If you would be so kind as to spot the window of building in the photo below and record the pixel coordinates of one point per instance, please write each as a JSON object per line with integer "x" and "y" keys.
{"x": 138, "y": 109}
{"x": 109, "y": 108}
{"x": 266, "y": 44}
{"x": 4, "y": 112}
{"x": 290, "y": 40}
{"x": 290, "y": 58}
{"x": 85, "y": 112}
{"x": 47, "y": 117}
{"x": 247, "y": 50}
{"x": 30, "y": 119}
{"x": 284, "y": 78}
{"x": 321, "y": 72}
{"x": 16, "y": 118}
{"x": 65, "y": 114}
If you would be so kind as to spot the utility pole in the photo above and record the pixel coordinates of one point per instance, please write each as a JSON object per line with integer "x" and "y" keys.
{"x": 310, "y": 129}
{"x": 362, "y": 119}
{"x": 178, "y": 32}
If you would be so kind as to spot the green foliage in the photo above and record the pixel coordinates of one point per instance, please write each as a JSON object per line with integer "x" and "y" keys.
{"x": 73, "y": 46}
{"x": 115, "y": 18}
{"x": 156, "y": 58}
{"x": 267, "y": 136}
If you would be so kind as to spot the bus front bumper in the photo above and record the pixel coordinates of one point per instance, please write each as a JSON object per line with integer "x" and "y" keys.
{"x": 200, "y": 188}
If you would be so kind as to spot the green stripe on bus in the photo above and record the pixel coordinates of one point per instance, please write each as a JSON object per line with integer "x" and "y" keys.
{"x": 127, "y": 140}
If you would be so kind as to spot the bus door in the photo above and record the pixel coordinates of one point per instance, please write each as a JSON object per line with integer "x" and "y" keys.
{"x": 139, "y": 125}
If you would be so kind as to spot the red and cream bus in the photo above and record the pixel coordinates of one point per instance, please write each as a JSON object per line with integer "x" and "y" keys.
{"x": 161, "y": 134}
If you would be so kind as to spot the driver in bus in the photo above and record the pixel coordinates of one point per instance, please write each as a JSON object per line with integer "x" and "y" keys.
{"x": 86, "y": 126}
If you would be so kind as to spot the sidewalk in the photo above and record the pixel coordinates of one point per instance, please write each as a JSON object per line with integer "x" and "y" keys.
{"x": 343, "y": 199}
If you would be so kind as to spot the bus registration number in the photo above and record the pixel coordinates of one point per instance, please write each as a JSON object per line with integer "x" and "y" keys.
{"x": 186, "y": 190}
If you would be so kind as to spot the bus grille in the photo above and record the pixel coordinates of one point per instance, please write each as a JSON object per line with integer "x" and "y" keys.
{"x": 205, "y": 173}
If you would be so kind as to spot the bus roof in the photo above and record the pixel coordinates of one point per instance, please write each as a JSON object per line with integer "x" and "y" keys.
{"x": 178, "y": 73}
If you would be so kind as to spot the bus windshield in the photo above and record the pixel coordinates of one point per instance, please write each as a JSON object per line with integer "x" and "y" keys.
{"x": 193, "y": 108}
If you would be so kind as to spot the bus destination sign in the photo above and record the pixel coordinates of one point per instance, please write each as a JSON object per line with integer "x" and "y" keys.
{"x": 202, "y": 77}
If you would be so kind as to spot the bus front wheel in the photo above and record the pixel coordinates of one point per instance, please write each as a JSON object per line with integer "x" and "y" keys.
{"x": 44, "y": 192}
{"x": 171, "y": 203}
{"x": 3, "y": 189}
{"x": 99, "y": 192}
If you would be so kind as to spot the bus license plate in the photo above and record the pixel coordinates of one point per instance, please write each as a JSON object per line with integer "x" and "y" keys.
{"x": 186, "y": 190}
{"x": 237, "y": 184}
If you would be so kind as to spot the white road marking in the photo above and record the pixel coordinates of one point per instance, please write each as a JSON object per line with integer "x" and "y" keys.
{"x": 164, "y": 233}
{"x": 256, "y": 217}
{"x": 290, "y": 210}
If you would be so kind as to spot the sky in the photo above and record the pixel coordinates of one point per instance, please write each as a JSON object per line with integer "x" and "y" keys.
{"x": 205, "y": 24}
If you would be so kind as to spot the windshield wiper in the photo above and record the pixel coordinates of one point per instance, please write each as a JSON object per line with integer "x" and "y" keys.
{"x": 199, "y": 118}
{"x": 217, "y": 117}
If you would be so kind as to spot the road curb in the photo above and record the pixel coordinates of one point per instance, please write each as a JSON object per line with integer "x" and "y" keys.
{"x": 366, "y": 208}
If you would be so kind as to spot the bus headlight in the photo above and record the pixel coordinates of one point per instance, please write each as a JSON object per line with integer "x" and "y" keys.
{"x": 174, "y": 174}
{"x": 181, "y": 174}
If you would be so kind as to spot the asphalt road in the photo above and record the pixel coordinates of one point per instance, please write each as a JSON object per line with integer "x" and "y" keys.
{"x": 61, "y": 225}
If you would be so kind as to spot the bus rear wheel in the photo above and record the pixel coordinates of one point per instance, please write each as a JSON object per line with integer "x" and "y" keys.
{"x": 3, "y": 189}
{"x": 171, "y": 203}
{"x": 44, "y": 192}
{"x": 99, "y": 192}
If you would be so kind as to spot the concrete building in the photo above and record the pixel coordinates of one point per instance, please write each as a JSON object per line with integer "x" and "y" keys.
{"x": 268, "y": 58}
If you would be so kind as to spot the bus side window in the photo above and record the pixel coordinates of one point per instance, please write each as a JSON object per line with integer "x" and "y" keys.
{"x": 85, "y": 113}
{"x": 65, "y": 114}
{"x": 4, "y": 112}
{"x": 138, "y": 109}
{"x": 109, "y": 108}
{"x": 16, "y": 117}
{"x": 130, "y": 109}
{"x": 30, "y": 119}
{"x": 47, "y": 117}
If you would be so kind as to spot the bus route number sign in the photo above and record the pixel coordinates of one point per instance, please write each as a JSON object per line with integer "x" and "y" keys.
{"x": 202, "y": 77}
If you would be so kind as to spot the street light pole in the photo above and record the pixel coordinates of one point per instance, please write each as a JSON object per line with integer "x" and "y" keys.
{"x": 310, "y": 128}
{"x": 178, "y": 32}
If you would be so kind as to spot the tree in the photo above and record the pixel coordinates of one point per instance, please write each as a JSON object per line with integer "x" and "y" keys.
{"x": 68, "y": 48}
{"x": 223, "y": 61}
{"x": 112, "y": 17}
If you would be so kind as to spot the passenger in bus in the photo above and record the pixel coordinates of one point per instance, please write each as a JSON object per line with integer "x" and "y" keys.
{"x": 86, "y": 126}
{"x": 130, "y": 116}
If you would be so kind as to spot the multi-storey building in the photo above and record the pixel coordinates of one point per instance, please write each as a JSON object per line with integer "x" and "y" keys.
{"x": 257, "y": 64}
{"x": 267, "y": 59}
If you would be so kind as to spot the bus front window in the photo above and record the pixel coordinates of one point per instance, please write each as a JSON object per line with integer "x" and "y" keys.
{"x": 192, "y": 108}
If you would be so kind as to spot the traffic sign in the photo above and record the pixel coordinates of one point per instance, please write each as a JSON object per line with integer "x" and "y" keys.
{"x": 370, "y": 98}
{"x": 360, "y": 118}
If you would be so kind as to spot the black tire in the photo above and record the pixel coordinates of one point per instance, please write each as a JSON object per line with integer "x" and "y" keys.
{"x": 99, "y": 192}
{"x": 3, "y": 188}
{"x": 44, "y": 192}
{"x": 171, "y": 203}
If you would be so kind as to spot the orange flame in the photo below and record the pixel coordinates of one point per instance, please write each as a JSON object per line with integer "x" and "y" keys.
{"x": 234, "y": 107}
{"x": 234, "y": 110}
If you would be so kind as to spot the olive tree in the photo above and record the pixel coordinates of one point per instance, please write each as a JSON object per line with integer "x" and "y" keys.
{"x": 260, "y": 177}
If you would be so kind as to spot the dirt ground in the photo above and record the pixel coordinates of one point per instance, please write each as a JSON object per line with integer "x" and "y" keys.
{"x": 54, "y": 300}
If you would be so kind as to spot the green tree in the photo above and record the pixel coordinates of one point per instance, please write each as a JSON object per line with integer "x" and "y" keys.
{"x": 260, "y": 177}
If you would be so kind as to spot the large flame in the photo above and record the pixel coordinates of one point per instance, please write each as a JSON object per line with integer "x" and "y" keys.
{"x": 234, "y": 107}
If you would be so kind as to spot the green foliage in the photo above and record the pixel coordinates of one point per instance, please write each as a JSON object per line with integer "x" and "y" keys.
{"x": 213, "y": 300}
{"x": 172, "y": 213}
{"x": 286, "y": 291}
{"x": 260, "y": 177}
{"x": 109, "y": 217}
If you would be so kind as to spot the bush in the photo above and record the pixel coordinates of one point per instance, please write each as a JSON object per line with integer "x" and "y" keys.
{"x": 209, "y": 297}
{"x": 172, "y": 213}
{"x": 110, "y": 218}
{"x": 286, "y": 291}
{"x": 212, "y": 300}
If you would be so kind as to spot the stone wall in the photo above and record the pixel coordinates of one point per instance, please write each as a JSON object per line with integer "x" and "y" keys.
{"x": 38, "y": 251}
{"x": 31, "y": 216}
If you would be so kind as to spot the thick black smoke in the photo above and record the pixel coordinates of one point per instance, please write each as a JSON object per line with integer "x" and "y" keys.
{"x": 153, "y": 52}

※

How to complete this task: Copy out exactly the line holding "If you would be so kind as to spot the thick" and each line after it through the end of the entries, and leave out everything else.

Solution for this problem:
If you would be so kind as to spot the thick black smoke in the photo above and record the pixel coordinates of one point per instance, please write each as a JSON object per line with integer "x" and "y" keys.
{"x": 153, "y": 52}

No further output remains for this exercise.